→ Source excerpt:
Whitman College: The Best College Squash Team in History

In the century-long plus history of collegiate squash, no team has ever matched the heights of the Whitman College men’s squad.

Whitman is a modestly small liberal-arts college in Walla Walla, a town in eastern Washington state. Walla Walla is known for its sweet onions and its grapes—more than a hundred vineyards encircle the town.

A half century ago Whitman was briefly known for its squash team. In the winter of 1977, the Missionaries powered to a perfect record, beating every college in the Pacific Northwest and clinching an undefeated season. The Pioneer, the Whitman weekly student newspaper, waxed lyrical each issue about their torrid win streak. They ran a team photograph, an action photo, reports of the squad capturing the Pacific Northwest Squash League title and quotes from opposing coaches.

It was all fake.

 

Whitman College had two hardball squash courts, built circa 1950s. By the mid-1970s, they lay mostly dormant. A legendary Whitman physics professor, Phil Howland, played squash occasionally on the courts. “The rumor was that if you could beat Howland, he’d give you an A,” said Bart Fite. But squash was not a varsity or club or even PE sport at Whitman. Moreover, Walla Walla was hundreds of miles from the nearest squash city, and the Pacific Northwest was still a distant entrepot far the eastern capitals of the game.

→ Your task: From the Whitman College squash article, pull out the passage starting at "A half century" and ending at "was all fake.", word for word.

→ Information given:
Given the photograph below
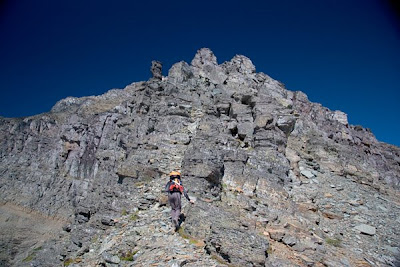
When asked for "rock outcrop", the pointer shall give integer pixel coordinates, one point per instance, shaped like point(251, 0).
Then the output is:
point(279, 180)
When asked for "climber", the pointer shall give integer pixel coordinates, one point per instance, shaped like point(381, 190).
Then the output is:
point(175, 189)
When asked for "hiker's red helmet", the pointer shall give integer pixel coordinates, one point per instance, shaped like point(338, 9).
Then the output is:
point(175, 174)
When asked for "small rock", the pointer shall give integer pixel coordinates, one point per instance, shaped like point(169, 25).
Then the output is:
point(289, 240)
point(308, 174)
point(276, 235)
point(366, 229)
point(107, 221)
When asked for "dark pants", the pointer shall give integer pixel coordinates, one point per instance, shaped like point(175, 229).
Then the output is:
point(174, 200)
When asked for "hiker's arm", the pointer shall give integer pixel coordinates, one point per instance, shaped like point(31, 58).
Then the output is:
point(167, 188)
point(186, 195)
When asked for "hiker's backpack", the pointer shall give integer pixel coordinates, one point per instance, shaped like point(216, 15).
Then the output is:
point(176, 186)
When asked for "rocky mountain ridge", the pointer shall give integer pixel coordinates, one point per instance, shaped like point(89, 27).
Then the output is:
point(279, 181)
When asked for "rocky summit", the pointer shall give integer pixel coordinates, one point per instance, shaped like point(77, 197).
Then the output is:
point(277, 180)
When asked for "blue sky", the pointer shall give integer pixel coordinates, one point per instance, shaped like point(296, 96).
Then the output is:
point(343, 54)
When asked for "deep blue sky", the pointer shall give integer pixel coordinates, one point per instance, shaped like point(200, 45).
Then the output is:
point(344, 54)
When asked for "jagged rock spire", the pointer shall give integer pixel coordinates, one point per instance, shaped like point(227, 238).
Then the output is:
point(156, 70)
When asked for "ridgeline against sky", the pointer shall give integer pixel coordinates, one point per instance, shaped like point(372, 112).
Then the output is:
point(342, 54)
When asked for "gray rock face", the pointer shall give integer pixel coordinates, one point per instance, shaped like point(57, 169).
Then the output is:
point(273, 174)
point(156, 69)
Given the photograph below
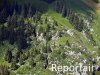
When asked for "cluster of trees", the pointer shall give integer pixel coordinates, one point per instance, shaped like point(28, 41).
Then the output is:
point(8, 9)
point(4, 70)
point(16, 30)
point(74, 18)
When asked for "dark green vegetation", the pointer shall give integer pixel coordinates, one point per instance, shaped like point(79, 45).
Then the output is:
point(35, 34)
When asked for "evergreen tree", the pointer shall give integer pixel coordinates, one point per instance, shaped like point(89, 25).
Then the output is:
point(64, 11)
point(13, 64)
point(8, 55)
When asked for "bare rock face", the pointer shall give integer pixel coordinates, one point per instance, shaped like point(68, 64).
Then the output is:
point(94, 4)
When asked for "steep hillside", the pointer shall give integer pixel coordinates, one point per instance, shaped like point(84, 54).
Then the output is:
point(34, 34)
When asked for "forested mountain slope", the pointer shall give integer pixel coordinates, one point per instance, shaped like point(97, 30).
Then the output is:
point(34, 34)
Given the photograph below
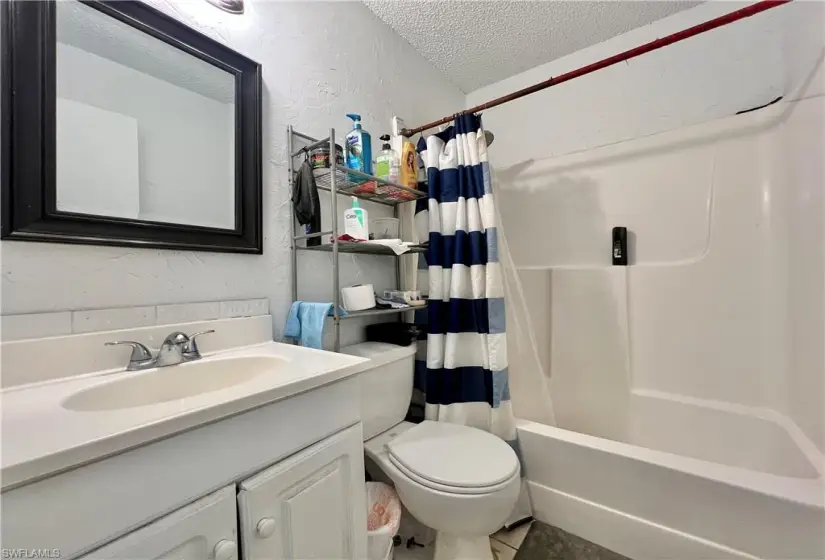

→ Exercise output:
A half century ago Whitman was briefly known for its squash team. In the winter of 1977, the Missionaries powered to a perfect record, beating every college in the Pacific Northwest and clinching an undefeated season. The Pioneer, the Whitman weekly student newspaper, waxed lyrical each issue about their torrid win streak. They ran a team photograph, an action photo, reports of the squad capturing the Pacific Northwest Squash League title and quotes from opposing coaches.

It was all fake.